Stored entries
-- START --

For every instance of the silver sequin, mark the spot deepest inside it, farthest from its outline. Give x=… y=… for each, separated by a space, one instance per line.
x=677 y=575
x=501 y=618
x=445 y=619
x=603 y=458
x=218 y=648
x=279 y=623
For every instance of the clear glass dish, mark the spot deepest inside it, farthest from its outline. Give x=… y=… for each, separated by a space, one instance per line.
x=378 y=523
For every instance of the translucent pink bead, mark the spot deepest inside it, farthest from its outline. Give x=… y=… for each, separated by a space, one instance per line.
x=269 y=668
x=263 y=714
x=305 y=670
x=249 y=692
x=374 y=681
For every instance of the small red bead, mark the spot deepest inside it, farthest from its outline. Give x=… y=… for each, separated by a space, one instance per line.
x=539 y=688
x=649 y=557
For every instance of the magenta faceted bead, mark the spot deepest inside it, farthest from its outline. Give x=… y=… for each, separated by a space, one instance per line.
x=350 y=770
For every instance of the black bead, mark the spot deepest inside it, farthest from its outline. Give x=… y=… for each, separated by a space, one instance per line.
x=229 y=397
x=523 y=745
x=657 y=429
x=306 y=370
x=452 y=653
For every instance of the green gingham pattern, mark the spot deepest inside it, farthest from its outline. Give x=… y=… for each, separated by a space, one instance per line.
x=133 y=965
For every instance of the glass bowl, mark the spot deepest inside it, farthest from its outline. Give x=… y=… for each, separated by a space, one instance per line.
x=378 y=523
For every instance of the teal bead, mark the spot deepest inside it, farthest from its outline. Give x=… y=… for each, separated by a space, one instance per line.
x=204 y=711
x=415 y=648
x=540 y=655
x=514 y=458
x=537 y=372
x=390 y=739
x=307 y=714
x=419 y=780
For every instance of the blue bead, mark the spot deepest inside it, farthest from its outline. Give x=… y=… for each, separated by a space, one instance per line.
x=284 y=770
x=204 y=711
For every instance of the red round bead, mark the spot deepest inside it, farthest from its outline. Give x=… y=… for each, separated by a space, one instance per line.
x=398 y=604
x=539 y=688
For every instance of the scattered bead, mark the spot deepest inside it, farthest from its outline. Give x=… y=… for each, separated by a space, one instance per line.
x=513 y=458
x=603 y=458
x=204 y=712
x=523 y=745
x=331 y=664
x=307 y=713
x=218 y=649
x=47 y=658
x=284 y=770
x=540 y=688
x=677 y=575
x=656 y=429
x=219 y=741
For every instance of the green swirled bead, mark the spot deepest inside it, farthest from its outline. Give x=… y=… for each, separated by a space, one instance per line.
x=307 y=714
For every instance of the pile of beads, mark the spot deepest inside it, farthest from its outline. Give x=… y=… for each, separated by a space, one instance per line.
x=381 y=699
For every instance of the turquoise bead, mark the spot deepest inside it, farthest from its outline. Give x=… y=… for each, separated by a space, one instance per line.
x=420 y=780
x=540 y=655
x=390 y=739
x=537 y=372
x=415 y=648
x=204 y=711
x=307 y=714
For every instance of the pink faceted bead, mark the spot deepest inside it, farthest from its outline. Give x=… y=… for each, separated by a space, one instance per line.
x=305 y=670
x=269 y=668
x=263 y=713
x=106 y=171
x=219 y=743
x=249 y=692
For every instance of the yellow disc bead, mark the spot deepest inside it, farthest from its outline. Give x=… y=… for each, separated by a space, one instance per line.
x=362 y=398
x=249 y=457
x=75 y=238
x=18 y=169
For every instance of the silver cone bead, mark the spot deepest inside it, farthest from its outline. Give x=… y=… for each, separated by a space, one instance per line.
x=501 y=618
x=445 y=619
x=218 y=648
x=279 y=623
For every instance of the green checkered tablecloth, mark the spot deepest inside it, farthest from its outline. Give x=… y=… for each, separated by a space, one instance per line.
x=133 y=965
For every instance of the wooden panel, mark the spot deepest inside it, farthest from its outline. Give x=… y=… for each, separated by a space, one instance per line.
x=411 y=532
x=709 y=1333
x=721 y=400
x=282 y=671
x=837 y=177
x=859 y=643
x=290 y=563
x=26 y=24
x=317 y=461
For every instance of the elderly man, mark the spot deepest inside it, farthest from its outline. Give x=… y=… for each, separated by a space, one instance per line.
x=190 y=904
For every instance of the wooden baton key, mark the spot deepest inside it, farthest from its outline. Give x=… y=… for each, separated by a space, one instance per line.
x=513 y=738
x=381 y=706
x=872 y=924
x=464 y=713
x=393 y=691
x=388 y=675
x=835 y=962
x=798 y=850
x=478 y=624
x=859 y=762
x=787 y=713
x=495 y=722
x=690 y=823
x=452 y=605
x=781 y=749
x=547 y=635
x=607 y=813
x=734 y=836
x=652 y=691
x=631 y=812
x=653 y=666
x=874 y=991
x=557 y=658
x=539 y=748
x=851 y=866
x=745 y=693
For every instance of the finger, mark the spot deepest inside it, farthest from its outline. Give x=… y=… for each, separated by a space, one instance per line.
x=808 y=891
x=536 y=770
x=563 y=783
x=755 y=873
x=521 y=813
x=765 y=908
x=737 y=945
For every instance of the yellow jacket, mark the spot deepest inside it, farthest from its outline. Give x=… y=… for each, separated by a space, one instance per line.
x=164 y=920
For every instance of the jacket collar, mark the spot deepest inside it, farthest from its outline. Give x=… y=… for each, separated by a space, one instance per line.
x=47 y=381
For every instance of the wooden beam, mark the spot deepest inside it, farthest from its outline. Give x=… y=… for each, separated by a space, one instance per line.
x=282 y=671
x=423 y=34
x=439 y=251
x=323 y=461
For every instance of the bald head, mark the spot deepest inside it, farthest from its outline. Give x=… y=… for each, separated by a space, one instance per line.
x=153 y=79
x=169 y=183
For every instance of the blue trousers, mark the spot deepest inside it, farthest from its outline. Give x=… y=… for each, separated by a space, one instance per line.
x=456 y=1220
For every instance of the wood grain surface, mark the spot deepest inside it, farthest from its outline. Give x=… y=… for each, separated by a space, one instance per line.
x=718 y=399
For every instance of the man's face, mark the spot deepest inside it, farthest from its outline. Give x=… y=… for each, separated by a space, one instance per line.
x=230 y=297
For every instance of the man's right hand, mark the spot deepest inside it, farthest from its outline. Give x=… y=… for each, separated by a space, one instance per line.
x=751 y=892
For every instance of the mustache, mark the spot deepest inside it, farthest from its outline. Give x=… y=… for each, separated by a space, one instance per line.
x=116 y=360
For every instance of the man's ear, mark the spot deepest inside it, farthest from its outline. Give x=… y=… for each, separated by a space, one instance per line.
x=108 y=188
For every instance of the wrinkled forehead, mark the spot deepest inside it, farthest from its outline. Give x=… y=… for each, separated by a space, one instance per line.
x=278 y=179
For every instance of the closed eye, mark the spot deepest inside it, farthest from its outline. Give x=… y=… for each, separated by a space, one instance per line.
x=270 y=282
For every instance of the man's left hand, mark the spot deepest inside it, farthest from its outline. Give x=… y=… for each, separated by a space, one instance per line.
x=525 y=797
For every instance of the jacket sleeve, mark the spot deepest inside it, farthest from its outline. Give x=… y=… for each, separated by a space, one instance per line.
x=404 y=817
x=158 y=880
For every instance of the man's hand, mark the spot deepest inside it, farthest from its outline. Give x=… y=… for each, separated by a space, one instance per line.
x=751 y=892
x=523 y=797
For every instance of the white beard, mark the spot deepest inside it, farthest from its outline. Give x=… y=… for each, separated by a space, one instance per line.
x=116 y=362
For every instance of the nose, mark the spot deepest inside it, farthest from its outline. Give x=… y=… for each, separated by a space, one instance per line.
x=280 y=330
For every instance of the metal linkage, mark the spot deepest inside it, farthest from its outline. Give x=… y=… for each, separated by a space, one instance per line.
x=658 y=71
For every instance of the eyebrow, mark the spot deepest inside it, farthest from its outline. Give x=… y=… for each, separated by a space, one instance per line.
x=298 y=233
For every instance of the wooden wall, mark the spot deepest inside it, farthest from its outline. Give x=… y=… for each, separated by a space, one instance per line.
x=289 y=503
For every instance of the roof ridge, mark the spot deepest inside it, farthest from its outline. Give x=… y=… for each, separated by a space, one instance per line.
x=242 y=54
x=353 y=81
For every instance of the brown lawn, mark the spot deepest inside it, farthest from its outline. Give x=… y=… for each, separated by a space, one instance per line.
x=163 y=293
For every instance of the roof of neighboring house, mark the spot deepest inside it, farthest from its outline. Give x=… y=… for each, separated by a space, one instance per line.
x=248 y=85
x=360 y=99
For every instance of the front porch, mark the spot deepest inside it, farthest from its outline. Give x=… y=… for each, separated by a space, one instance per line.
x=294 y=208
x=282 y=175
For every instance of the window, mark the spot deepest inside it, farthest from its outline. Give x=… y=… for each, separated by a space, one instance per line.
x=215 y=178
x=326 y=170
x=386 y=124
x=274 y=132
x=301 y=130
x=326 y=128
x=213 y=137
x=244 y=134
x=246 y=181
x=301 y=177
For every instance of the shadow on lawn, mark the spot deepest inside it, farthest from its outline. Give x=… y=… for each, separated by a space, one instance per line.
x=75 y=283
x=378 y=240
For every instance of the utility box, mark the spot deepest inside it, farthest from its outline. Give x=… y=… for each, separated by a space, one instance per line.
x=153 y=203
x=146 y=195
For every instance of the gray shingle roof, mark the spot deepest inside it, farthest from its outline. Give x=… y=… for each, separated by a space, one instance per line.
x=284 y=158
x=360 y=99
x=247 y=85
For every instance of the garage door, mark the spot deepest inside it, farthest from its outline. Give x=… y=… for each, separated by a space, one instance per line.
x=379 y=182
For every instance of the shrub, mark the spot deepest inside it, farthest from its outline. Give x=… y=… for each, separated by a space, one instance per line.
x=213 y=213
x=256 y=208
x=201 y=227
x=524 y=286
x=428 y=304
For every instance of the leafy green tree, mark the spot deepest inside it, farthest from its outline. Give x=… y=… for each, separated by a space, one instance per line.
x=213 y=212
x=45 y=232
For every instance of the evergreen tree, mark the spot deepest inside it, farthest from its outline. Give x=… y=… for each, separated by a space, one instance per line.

-- END --

Given task: Starting from the line with "For every instance of the front" and ending with the final line of the data, quote every line exactly, both ends included.

Answer for the task:
For every instance of the front porch, mark the spot deepest inside it, farthest from its outline. Give x=… y=… for each, separated by a space, one instance per line.
x=294 y=208
x=282 y=175
For every instance of the window, mark the spot deepest inside it, farthest from its outline. Give x=… y=… for each, separated by a space, one instance per line.
x=215 y=178
x=326 y=170
x=386 y=124
x=274 y=132
x=301 y=130
x=326 y=128
x=213 y=137
x=244 y=134
x=246 y=181
x=301 y=177
For every instance of the shadow on lawn, mark the spot deepest inside it, farthest from its outline. Give x=… y=… for each, separated by a space, one instance per line.
x=75 y=283
x=378 y=240
For every instance of the utility box, mark the spot deepest inside it, farthest from its outline. Give x=… y=… for each, separated by a space, one instance per line.
x=153 y=203
x=146 y=195
For every instance of the gray shingle roof, mark the spot deepest inside it, farthest from its outline. Give x=… y=… for each, separated by a space, one instance per line.
x=284 y=158
x=360 y=99
x=247 y=85
For every instance of the garage door, mark the spot deepest inside it, farthest from its outline. Give x=… y=… for each, separated by a space, one instance per line.
x=379 y=182
For every instance of the shrub, mark the spot deepest inside it, farthest from its outline. Give x=… y=… for each, separated by a space, one instance per line.
x=213 y=213
x=256 y=208
x=201 y=227
x=524 y=286
x=428 y=304
For every instance of the leafy green tree, mark the spot deepest inside it, farthest from its outline. Give x=… y=… for each, separated by a space, one instance per line.
x=213 y=212
x=45 y=232
For every instance of the evergreen tree, mark the spot deepest inside it, farthest from its outline. Give x=… y=… for each, separated by a space, one instance per line.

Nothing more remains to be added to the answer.